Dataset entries
..............................
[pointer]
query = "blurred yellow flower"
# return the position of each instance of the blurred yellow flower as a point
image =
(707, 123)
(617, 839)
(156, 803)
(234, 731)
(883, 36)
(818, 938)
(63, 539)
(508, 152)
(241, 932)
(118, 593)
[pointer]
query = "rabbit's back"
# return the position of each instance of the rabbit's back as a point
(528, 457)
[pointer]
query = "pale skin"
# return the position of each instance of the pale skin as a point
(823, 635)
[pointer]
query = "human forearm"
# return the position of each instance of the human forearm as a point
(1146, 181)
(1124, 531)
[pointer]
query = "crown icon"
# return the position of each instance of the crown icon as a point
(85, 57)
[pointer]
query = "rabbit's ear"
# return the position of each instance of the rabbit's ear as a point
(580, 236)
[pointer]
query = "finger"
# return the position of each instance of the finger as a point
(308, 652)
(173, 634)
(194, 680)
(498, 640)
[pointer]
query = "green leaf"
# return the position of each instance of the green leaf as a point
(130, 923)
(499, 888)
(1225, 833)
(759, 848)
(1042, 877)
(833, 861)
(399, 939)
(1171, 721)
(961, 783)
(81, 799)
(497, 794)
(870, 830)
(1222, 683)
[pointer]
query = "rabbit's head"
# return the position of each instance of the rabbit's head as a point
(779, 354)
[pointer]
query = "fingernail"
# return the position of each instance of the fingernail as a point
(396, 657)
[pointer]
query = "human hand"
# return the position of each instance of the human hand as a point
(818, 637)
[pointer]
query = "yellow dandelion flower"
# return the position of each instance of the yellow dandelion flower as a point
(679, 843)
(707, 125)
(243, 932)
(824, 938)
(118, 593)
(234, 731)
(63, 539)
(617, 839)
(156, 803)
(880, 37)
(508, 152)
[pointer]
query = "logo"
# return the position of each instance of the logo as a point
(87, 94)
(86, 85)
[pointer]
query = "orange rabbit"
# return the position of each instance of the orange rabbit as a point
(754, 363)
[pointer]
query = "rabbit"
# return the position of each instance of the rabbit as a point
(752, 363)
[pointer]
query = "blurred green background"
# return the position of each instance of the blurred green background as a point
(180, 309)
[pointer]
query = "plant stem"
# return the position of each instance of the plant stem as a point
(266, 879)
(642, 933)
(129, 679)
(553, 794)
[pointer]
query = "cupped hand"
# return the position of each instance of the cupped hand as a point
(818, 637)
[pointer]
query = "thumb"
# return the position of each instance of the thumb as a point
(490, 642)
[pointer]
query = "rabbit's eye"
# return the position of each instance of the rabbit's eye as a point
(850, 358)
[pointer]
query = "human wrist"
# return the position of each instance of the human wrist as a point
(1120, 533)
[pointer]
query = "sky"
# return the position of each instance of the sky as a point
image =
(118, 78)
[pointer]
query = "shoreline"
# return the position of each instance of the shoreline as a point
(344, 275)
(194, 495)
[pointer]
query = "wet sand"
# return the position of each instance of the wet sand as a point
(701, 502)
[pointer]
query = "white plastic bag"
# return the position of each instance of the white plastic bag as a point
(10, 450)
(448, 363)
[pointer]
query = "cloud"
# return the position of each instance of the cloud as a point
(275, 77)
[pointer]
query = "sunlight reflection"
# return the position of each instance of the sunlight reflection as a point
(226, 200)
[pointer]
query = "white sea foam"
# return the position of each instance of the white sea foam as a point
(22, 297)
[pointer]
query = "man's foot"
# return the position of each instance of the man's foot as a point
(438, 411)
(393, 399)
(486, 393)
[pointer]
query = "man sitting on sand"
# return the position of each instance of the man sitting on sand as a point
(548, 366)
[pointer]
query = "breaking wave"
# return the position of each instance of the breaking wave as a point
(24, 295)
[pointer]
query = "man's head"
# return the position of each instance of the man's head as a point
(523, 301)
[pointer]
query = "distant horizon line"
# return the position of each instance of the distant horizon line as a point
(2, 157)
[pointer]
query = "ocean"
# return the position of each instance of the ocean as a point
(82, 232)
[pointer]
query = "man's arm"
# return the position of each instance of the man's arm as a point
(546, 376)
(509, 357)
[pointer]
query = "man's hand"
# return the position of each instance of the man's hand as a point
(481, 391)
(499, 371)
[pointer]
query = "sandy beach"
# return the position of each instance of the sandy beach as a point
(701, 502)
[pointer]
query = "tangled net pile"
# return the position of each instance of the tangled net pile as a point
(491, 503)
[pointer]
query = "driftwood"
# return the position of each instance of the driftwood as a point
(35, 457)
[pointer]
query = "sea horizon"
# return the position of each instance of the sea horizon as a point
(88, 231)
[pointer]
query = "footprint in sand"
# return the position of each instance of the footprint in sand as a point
..............................
Problem details:
Search the lines above for the string "footprint", then show every one that has it.

Written solution:
query = "footprint in sand"
# return the position of each instance of the footprint in sand as a point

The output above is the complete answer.